■ TASK BRIEF:
The expected result is every entry, retyped character for character.

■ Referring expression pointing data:
*** Block opens ***

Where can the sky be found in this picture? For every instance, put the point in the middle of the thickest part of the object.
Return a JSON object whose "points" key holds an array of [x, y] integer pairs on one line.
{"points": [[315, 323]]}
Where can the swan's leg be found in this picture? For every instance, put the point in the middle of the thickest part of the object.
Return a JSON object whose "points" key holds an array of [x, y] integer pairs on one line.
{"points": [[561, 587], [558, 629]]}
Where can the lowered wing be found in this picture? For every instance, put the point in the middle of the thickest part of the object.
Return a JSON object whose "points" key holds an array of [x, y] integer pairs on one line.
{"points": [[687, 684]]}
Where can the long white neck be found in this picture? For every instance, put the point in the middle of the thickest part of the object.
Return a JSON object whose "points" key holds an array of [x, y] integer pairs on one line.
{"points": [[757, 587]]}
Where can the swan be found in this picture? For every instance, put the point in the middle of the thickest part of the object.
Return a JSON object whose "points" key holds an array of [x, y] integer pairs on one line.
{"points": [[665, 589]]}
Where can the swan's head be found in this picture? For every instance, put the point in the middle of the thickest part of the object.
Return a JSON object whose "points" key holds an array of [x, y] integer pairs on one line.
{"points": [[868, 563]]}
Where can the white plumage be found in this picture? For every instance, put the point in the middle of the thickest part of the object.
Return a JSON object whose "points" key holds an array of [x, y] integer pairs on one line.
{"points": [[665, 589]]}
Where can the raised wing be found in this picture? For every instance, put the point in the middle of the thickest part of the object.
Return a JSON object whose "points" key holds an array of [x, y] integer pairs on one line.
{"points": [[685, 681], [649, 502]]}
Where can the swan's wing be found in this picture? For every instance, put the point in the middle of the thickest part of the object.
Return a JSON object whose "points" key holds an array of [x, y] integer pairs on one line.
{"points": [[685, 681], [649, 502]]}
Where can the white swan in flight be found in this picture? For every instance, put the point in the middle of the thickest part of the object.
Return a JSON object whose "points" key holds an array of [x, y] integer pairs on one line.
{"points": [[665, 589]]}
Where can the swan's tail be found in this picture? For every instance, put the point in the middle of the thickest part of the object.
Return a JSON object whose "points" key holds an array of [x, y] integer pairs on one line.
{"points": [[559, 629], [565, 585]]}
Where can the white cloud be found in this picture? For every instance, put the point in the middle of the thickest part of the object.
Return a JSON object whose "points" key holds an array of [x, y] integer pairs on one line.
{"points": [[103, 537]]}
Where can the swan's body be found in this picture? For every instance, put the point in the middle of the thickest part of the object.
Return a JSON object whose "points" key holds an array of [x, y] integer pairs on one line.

*** Block closes ***

■ EXERCISE ANSWER:
Where can the sky be found in this picture? For every instance, put the point in the middle of the thickest part of the object.
Return a JSON object whose "points" key holds an array of [x, y] integer pairs on one line.
{"points": [[315, 323]]}
Where can the swan's leg be found in this picture? For every instance, put the point in the middle of the thickest part of the object.
Return a JSON object whose "points" key holds an array of [x, y] integer pairs on one line.
{"points": [[561, 587], [558, 629]]}
Where can the lowered wing be found in this picture? For every instance, put the point in the middle of the thickest part of the object.
Return a JSON object whose "points" key holds an array of [x, y] integer pairs on one line.
{"points": [[687, 684]]}
Where can the long white neck be found in this picture? For every instance, put the point in the middle of the thickest part of the object.
Return a JSON object whose "points" key holds an array of [x, y] integer pairs on one line.
{"points": [[757, 587]]}
Where can the swan be found in this picture? For every instance, put the point in the middle of the thickest part of the object.
Return a JSON object whose "points" key holds an array of [x, y] integer pairs on one line.
{"points": [[665, 589]]}
Where can the swan's head be found in this picture? For every instance, put the point in the middle of the thickest part of the object.
Return a JSON object whose "points" key holds an array of [x, y] integer pairs on one line.
{"points": [[868, 563]]}
Where can the white plumage be found in this picture? For every instance, put the point in the middle of the thickest part of the object.
Return a JSON object whose "points" key holds an array of [x, y] integer pairs on one line.
{"points": [[665, 589]]}
Where can the raised wing be found in this picture? For every instance, put the point in the middle of the thickest part of the object.
Return a JSON object whose "points" key holds an array of [x, y] integer pairs on one line.
{"points": [[685, 681], [649, 502]]}
Where can the swan's wing be found in this picture? For every instance, put the point in the middle of the thickest part of the object.
Return a JSON object whose "points" key holds an array of [x, y] integer pairs on one line.
{"points": [[685, 681], [649, 502]]}
Where can the white swan in flight be found in this picture? For every instance, put the point in the middle of the thickest part of the object.
Return a JSON object whose "points" key holds an array of [x, y] integer pairs on one line.
{"points": [[665, 589]]}
Where can the swan's tail be found in this picture? For every instance, put the point in the middle of the thickest part of the object.
Return a JSON object whose "points" key holds an array of [x, y] integer pairs on one line.
{"points": [[559, 629], [565, 585]]}
Where can the white cloud be found in this picture? For every instance, put the point in the middle of the thickest part of the object.
Return a JSON object whose "points" key holds an array of [x, y] integer pairs on one line.
{"points": [[103, 537]]}
Where can the swan's body be found in this picture? For every instance, put the point in the middle of the thickest part of the object.
Return a JSON object whose "points" key holds an array of [x, y] integer pairs on one line.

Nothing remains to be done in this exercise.